--- begin ---

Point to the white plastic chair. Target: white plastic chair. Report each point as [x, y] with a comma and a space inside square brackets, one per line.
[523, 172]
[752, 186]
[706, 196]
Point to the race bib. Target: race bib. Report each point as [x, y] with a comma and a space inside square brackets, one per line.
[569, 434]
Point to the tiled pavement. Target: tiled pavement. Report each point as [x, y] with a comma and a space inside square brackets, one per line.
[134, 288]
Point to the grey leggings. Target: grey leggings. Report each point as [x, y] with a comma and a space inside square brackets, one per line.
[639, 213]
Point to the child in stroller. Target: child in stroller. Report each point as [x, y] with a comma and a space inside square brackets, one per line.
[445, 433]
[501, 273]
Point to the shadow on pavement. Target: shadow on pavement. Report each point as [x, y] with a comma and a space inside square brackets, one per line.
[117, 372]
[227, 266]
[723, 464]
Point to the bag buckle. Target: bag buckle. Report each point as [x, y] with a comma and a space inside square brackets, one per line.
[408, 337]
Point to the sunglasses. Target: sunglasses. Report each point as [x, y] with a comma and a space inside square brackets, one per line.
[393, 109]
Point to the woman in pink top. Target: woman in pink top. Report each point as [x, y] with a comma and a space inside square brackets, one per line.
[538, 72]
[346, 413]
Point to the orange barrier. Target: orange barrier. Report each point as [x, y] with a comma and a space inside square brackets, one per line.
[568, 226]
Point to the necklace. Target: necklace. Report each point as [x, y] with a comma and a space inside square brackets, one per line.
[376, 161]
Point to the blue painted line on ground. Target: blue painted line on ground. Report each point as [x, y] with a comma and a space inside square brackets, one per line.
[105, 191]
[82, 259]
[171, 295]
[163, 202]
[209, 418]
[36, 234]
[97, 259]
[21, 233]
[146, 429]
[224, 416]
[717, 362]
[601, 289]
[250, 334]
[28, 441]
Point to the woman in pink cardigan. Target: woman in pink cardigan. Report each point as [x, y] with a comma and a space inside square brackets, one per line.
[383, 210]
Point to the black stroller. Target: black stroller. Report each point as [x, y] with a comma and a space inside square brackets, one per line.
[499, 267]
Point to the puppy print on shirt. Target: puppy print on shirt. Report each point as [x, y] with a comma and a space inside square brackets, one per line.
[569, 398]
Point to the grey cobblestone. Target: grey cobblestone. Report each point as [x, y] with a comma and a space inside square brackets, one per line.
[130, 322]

--- end ---

Render every line of the entries above as a Markdown table with the columns Row and Line. Give each line its own row, number the rows in order, and leave out any blank lines.

| Row | Line |
|---|---|
| 1 | Point to the white plastic chair. Target: white plastic chair. Report each point as [x, y] with a comma and a space inside square brackets, one per line. |
| 2 | [523, 172] |
| 3 | [752, 186] |
| 4 | [706, 196] |
| 5 | Point to the race bib. Target: race bib. Report each point as [x, y] with a comma and a space inside square brackets, one per line. |
| 6 | [569, 434] |
| 7 | Point to the tiled pavement. Target: tiled pavement. Report each point as [x, y] with a comma and a space inside square brackets, one per line. |
| 8 | [134, 288] |
| 9 | Point to the grey leggings. Target: grey leggings. Report each point as [x, y] with a comma and a space inside square brackets, one per line. |
| 10 | [639, 213] |
| 11 | Point to the child in stroller. Target: child in stroller. Report each point as [x, y] with a comma and a space inside square brackets, one per line. |
| 12 | [445, 433] |
| 13 | [501, 273] |
| 14 | Point to the shadow on pavement. Target: shadow on pavement. Report each point as [x, y] with a comma and a space inside square brackets, one per line. |
| 15 | [117, 372] |
| 16 | [227, 266] |
| 17 | [723, 464] |
| 18 | Point to the bag buckle. Target: bag buckle. Report each point as [x, y] with a comma and a space inside square brackets, one per line. |
| 19 | [408, 337] |
| 20 | Point to the sunglasses. Target: sunglasses. Report each point as [x, y] with a comma and a space inside square brackets, one per line. |
| 21 | [393, 109] |
| 22 | Point to the woman in pink top. Target: woman in pink top. Report each point as [x, y] with a comma and a space inside square brackets, one per line. |
| 23 | [538, 72] |
| 24 | [346, 413] |
| 25 | Point to the orange barrier. Target: orange barrier. Report each point as [x, y] with a comma and a space inside square brackets, one per line. |
| 26 | [568, 226] |
| 27 | Point to the necklace. Target: necklace. Report each point as [x, y] with a comma and a space inside square brackets, one per line. |
| 28 | [376, 161] |
| 29 | Point to the blue painted line on ground. Target: blue painted line on ground. Report each point as [x, y] with a comma and a space inside square brackets, one per line. |
| 30 | [105, 191] |
| 31 | [82, 259] |
| 32 | [171, 295] |
| 33 | [163, 202] |
| 34 | [209, 418] |
| 35 | [36, 234] |
| 36 | [97, 259] |
| 37 | [21, 233] |
| 38 | [146, 429] |
| 39 | [224, 416] |
| 40 | [717, 362] |
| 41 | [601, 289] |
| 42 | [250, 334] |
| 43 | [28, 441] |
| 44 | Point to the woman in pink cardigan. Target: woman in pink cardigan. Report each point as [x, y] with a comma and a space inside square brackets, one per line. |
| 45 | [383, 210] |
| 46 | Point to the black stroller. Target: black stroller. Report each point as [x, y] with a comma and a space inside square brackets, one per line. |
| 47 | [499, 267] |
| 48 | Point to the puppy print on shirt. Target: puppy print on shirt. Report each point as [x, y] with a comma and a space inside square brackets, one per line. |
| 49 | [569, 398] |
| 50 | Point to the grey cobblestone. Target: grey cobblestone. Report each point as [x, y] with a comma and a space inside square brackets, one per line. |
| 51 | [130, 322] |